> **Document extract**:

....

The British Hard Court Championships is a defunct Grand Prix tennis and WTA Tour affiliated tennis tournament played from 1968 to 1983 and 1995 to 1999. The inaugural edition of the tournament was held in 1924 in Torquay, moving to the West Hants Tennis Club in Bournemouth, England in 1927 and was held there until 1983. The 1977 and 1979 editions were cancelled due to lack of sponsorship. In 1995 the event was revived at Bournemouth as a women's WTA tournament but was only played there that year. The women's final edition in 1996 was held in Cardiff, Wales. The tournament was played on outdoor clay courts. Bournemouth was one of the world's major tournaments, second only to Wimbledon in England and on the same level as Monte Carlo, Rome and Hamburg. In the pre-war era, it was regarded as the most important event outside the four Grand Slams. Fred Perry is the record holder with five consecutive titles, from 1932 through 1936.

....

> **Material shown**:
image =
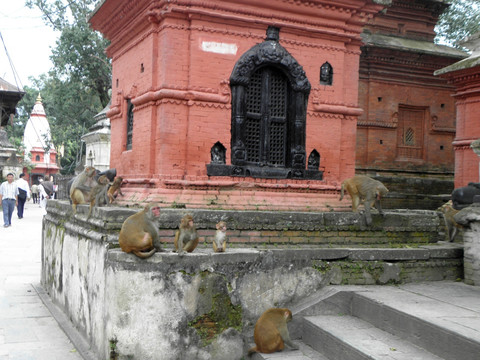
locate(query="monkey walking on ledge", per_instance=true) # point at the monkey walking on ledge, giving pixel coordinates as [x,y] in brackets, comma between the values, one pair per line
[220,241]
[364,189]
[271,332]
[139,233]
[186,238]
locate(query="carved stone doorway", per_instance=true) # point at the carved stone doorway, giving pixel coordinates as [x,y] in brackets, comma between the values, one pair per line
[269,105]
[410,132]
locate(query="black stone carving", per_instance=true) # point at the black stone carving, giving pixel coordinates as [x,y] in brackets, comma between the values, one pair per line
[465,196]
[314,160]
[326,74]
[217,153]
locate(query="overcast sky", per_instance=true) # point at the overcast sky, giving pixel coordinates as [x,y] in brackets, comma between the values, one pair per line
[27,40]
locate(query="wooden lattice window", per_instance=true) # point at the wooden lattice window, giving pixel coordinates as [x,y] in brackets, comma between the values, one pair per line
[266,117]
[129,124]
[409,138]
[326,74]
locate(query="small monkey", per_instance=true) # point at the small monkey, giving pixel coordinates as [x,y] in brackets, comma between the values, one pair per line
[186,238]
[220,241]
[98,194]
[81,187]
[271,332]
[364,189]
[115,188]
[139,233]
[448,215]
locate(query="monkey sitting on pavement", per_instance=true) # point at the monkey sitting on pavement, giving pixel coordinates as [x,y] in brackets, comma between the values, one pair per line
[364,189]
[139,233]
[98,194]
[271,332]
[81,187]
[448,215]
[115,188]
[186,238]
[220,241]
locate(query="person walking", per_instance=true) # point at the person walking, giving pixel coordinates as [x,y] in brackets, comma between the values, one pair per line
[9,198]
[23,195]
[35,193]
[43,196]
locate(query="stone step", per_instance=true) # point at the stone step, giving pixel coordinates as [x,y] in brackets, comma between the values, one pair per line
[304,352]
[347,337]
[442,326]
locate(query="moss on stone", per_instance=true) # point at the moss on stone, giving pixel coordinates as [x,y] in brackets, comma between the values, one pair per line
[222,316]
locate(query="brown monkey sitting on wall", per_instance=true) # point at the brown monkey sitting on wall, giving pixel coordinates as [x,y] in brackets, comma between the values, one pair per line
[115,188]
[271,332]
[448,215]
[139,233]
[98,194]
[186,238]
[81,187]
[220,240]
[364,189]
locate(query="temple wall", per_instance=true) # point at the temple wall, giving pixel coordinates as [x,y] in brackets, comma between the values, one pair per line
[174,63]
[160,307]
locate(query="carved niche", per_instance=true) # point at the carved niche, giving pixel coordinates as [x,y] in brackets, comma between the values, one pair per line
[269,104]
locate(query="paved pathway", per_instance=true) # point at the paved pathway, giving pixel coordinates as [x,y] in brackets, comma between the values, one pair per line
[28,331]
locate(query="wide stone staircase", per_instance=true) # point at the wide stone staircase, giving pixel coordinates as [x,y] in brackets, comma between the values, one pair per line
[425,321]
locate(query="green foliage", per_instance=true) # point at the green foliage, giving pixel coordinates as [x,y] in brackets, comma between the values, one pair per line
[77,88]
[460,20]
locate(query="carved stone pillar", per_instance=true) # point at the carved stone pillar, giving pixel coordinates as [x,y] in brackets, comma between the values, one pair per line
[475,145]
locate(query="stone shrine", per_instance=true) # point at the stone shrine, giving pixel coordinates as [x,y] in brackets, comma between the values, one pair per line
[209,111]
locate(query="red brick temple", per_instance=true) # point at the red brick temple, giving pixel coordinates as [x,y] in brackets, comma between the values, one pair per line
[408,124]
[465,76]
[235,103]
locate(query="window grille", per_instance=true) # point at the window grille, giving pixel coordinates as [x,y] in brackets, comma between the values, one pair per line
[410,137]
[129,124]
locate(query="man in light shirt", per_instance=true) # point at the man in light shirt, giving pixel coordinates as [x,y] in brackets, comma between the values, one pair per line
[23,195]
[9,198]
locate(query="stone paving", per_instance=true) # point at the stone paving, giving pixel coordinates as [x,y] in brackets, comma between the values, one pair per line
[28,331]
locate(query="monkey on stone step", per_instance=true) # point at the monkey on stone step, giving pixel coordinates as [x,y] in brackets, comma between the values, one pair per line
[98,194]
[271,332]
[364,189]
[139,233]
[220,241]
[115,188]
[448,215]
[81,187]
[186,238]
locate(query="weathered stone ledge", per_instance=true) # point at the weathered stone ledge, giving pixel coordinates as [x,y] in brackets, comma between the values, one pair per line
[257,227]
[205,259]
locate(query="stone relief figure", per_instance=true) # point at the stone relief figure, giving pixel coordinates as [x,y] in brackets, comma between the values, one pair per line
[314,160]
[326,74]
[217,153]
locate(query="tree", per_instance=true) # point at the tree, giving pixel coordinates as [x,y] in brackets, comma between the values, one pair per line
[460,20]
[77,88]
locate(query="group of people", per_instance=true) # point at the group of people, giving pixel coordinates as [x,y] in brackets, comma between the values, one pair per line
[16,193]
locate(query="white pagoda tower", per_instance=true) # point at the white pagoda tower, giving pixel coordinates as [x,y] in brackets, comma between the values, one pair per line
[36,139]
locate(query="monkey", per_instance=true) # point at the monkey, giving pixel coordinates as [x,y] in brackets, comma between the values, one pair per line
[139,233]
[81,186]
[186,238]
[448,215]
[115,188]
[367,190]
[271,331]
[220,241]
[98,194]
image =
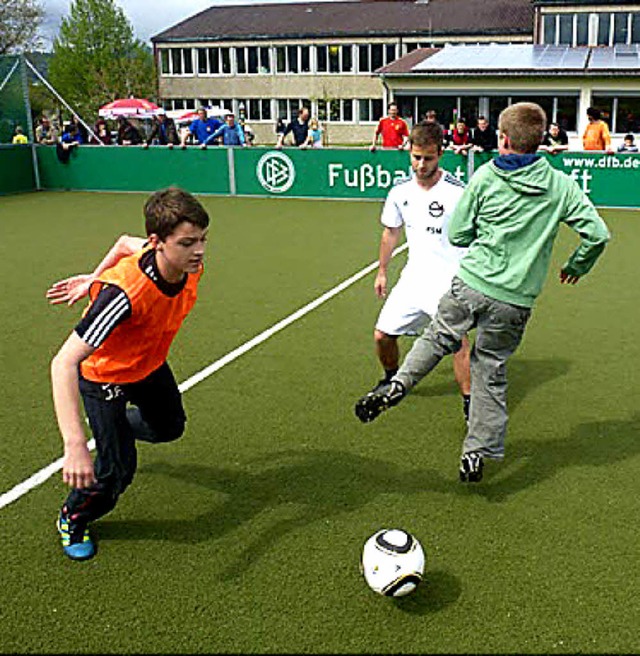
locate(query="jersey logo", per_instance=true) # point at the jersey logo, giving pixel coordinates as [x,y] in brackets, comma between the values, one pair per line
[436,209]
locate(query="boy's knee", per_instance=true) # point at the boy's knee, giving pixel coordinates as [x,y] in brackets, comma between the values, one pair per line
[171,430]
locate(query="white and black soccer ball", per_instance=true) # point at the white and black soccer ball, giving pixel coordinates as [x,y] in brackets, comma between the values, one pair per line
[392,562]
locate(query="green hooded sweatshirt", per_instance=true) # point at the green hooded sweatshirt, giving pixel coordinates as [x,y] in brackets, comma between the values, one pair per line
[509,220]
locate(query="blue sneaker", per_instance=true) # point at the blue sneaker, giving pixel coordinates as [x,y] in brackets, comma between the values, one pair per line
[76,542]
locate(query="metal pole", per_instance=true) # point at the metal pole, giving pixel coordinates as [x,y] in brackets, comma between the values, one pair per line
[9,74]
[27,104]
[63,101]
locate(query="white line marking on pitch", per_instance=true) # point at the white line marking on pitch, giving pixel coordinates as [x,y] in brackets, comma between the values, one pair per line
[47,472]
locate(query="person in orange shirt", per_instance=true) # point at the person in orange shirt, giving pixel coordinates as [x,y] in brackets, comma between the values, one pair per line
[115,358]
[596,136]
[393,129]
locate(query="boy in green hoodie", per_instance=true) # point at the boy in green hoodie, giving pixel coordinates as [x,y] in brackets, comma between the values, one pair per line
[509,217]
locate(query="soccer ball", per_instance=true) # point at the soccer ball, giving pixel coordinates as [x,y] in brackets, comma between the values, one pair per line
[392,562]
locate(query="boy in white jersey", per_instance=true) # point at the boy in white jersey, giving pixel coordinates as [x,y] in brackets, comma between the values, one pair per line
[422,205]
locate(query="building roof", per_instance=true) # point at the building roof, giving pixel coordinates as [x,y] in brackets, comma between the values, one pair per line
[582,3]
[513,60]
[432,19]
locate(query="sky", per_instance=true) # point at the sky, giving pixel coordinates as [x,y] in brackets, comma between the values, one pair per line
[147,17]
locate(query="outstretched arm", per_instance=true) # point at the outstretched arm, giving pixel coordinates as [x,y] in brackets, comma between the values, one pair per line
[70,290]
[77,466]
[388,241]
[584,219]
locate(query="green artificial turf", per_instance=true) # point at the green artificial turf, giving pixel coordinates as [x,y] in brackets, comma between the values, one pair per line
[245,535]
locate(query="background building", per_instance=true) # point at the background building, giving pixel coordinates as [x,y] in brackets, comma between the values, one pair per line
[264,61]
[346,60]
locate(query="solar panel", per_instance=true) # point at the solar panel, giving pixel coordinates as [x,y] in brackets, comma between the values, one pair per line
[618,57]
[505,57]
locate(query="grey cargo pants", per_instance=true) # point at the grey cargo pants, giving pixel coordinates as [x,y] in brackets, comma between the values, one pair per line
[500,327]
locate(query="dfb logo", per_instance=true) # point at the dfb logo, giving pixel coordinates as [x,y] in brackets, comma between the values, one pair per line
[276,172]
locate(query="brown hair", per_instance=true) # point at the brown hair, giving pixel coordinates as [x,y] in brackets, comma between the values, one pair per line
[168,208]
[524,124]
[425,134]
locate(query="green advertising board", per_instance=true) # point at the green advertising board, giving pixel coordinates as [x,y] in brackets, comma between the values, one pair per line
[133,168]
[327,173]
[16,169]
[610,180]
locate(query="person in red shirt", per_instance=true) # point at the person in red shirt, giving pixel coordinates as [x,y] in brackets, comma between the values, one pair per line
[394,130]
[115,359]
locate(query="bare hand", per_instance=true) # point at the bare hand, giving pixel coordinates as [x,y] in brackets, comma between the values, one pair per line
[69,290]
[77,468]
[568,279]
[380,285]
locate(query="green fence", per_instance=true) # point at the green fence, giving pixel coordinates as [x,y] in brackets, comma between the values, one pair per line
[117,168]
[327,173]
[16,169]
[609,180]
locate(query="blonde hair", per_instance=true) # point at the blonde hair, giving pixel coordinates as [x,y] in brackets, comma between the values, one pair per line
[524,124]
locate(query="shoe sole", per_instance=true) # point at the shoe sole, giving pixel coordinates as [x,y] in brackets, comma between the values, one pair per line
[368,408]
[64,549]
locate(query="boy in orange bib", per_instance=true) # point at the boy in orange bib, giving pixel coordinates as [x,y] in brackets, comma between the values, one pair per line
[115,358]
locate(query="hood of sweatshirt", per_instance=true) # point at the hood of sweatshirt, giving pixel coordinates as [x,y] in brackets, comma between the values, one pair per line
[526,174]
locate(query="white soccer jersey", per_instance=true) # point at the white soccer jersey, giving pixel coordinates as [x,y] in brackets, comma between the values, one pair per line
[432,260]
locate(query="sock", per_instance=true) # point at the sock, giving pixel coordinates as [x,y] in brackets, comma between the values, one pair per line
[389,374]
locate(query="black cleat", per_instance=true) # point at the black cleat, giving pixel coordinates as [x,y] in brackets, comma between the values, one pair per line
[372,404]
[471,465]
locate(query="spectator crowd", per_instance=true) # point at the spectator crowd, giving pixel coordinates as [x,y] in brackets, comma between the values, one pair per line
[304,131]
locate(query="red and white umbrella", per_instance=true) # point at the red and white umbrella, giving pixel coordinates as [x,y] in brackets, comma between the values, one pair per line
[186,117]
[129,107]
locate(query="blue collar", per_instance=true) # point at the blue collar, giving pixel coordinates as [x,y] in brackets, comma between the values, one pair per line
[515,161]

....

> **Task requirements**:
(A) Answer these questions from the passage on the British Hard Court Championships, one answer per line:
(i) At which club in Bournemouth was the tournament held starting in 1927?
(ii) Why were the 1977 and 1979 editions cancelled?
(iii) On what kind of courts was the tournament played?
(B) List every town or city that the passage on the British Hard Court Championships names as a place where the tournament was held.

> **Full solutions**:
(A)
(i) The West Hants Tennis Club
(ii) Lack of sponsorship
(iii) Outdoor clay courts

(B)
Torquay
Bournemouth
Cardiff